* _Excerpt_:
##########

Three days later, in response to an email from NBC News, a spokesperson for Carbon Health said that testing fees will be waived for uninsured patients and that the company is refunding those who paid fees.

The Families First Coronavirus Response Act, passed in March, allows states to tap Medicaid, the country's program that insures the poor and the disabled, to cover the cost of testing the uninsured, including people who are undocumented.

Texas, where nearly 20 percent of residents lack insurance, just announced that it is requesting funds. That will likely prove crucial in places like Cameron County, in the state's southernmost tip. About 30 percent of its residents are uninsured, according to federal data, but new coronavirus cases are being detected every day. More than 300 residents have tested positive, and nine have died.

Actually covering coronavirus treatment for the uninsured could reach $40 billion, according to an analysis from the Kaiser Family Foundation. The government hasn't addressed how it would address the ongoing care some uninsured may need for a disease that affects not just the lungs but also the kidney, the heart and the brain.

"We know people who have been on a ventilator for a long time may need care down the road," said Jennifer Tolbert, director of state health reform at Kaiser. "This would not cover all of that care."

What's next

Will the surprise medical bills keep arriving?

More than a month into the global pandemic, states have issued more than 320 mandates, orders and requests for insurers to make accommodations to ease access to care during the pandemic, according to the National Association of Insurance Commissioners.

##########

* _Provided information_:
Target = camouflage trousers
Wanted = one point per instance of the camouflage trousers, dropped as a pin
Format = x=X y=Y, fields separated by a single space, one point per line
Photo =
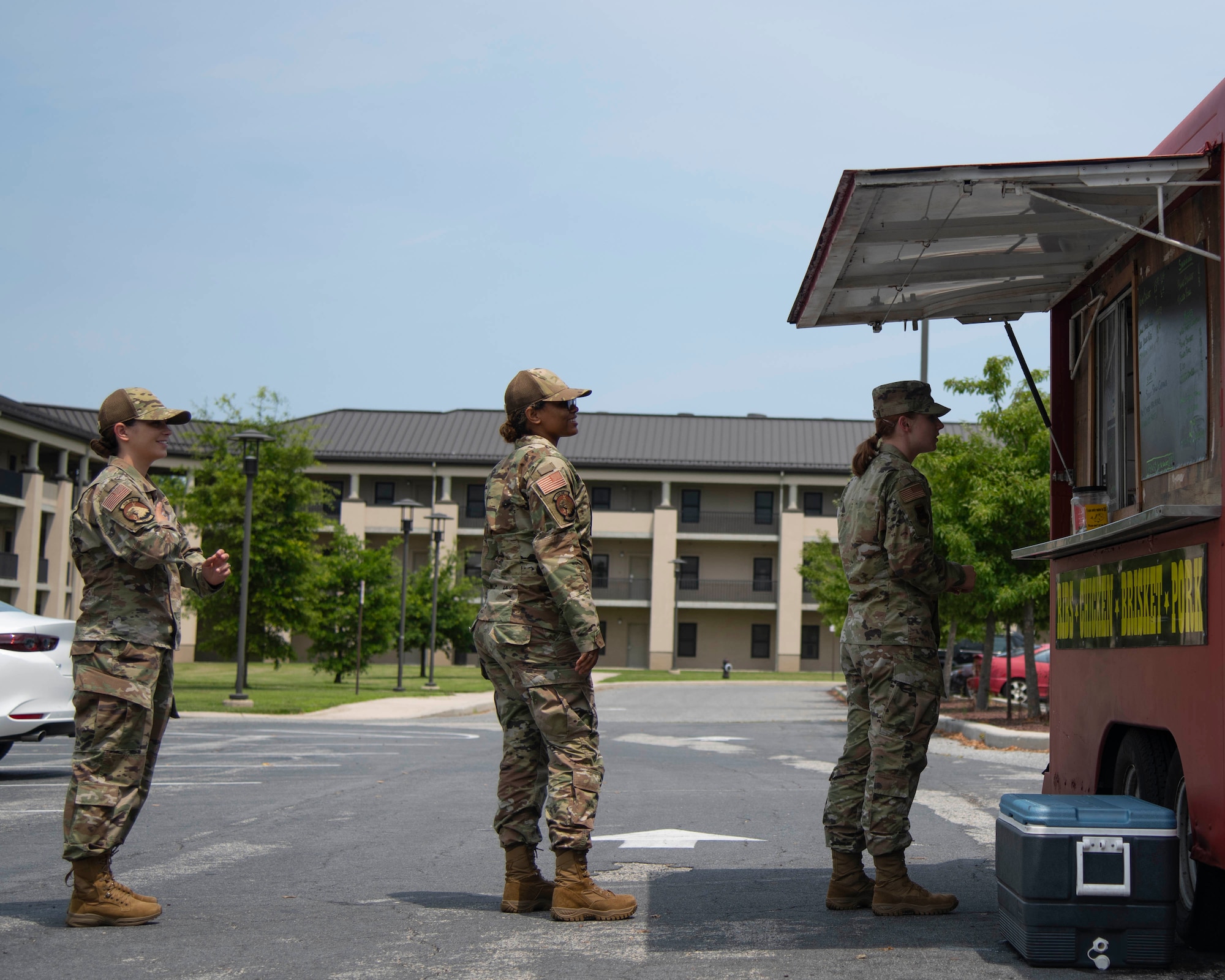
x=551 y=745
x=892 y=709
x=124 y=698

##########

* _Description of the task_: Copy the stretch of the excerpt on coronavirus costs for the uninsured from "Texas, where nearly" through "nine have died.", replacing "residents" with "people".

* _Output below_:
Texas, where nearly 20 percent of people lack insurance, just announced that it is requesting funds. That will likely prove crucial in places like Cameron County, in the state's southernmost tip. About 30 percent of its people are uninsured, according to federal data, but new coronavirus cases are being detected every day. More than 300 people have tested positive, and nine have died.